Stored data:
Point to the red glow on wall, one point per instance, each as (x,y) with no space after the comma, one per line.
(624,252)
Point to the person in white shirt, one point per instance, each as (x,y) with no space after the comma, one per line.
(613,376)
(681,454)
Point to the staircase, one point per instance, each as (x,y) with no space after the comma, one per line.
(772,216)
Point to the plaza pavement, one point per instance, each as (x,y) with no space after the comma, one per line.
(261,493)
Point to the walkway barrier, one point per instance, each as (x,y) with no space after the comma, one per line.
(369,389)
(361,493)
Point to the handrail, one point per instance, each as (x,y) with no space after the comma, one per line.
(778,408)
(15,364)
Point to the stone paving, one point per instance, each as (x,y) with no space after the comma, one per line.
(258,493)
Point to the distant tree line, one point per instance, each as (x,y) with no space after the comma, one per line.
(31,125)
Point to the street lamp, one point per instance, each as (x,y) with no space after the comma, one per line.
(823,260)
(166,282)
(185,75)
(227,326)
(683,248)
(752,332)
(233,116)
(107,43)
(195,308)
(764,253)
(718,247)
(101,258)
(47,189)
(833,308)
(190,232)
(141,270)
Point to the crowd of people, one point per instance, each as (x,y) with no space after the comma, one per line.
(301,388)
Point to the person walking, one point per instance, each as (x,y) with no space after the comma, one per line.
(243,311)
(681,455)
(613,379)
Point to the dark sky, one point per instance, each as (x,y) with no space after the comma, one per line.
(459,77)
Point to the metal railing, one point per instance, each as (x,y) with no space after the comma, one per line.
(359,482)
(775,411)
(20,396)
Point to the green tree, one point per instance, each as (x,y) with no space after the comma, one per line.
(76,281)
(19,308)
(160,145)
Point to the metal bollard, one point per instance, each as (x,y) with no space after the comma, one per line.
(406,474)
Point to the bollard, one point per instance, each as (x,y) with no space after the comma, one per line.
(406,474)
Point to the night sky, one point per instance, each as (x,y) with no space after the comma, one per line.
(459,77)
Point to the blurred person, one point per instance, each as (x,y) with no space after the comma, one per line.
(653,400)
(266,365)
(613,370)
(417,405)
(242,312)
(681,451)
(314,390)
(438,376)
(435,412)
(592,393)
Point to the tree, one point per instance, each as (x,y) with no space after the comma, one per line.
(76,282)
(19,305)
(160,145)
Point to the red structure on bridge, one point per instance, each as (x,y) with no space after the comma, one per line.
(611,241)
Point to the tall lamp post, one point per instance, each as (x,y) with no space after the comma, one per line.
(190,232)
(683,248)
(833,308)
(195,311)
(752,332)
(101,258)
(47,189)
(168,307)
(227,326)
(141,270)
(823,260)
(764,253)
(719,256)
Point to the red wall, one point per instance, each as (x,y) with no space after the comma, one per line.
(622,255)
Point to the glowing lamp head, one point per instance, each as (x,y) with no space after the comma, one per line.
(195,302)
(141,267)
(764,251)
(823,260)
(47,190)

Directive:
Put every line of the rows above into a JSON list of strings, one string per line, and leave out any blank lines.

Reply to the exercise:
[
  "Point to the red glow on wall, one point per instance, each as (x,y) with no space after the comma, one per line.",
  "(624,252)",
  "Point to the person in white shirt, one point per instance, each as (x,y) with no space after the comma, one per line.",
  "(613,376)",
  "(681,454)",
  "Point to the staircase, one point per instance, each as (x,y) with no space after the comma, one per line.",
  "(772,216)",
  "Point to the plaza pavement, one point per instance, each as (x,y) with no space after the comma, one per line.",
  "(261,493)",
  "Point to the walkway barrier, one point per instance, each as (x,y) with no space after the comma, one per line.",
  "(369,389)",
  "(361,493)",
  "Point to the handrail, one point per instance, each as (x,y) with no space after the comma, one per line.",
  "(778,408)",
  "(15,364)",
  "Point to the stone paving, one point per instance, each as (x,y) with no space after the comma, one per line.",
  "(258,493)",
  "Point to the distant tree line, one point per instance, each as (x,y) with no space after the comma, one per line.",
  "(31,125)",
  "Point to the street lamp, one point per instance, each as (x,y) with no space after the comma, one per line.",
  "(823,260)",
  "(166,282)",
  "(185,75)",
  "(227,326)",
  "(683,248)",
  "(752,332)",
  "(233,116)",
  "(107,43)",
  "(195,308)",
  "(764,253)",
  "(718,247)",
  "(101,258)",
  "(47,189)",
  "(833,308)",
  "(190,232)",
  "(141,270)",
  "Point to the crowd of people, one point per instance, each as (x,y) with no space after the comma, one per line.",
  "(301,388)",
  "Point to the person walking, one point per instance, each as (x,y) with no space after the comma, one per line.",
  "(243,311)",
  "(681,455)",
  "(613,379)",
  "Point to the dark sky, one point per instance, each as (x,y) with no space after the comma, one per line.",
  "(459,77)",
  "Point to the metal railing, one point per instance, each as (x,y) with no space after the comma, one per line.",
  "(359,482)",
  "(775,411)",
  "(20,396)",
  "Point to the green tree, one point per instance, each as (x,y) with no space after the comma, one per line.",
  "(76,281)",
  "(19,308)",
  "(160,145)",
  "Point to the metal bollard, one point per instance, each as (x,y) with no space after the comma, one per line.",
  "(406,474)",
  "Point to the bollard, one point per instance, each as (x,y) with no space after the comma, one per line.",
  "(406,474)",
  "Point to the night sky, one point per instance, each as (x,y) with no space after the comma, one per line.",
  "(459,77)",
  "Point to the blurred person, one point per instance, each as (x,y) with no space after the comma, one per line.",
  "(653,400)",
  "(266,365)",
  "(613,370)",
  "(417,405)",
  "(242,312)",
  "(681,451)",
  "(314,390)",
  "(438,376)",
  "(435,412)",
  "(592,393)",
  "Point to the tree, one point per instance, each as (x,y) with no space after the comma, one per line.",
  "(76,282)",
  "(19,305)",
  "(160,145)",
  "Point to the red structure on bridge, one point per instance, each as (x,y) with no space after the comma, one per line.",
  "(611,241)",
  "Point to the tall lamp post, one point per instance, each as (x,y) with no space after the comma, one per line.",
  "(190,232)",
  "(683,248)",
  "(833,308)",
  "(195,311)",
  "(752,332)",
  "(101,258)",
  "(47,189)",
  "(168,307)",
  "(227,326)",
  "(141,270)",
  "(823,260)",
  "(764,253)",
  "(719,256)",
  "Point to the red wall, one point per instance, each as (x,y) with no space after the comma, one per line.",
  "(622,255)",
  "Point to the glowing lamp head, one point per instance, each as (x,y) with no space after the comma, one per line.",
  "(195,302)",
  "(141,267)",
  "(764,251)",
  "(823,260)",
  "(47,190)"
]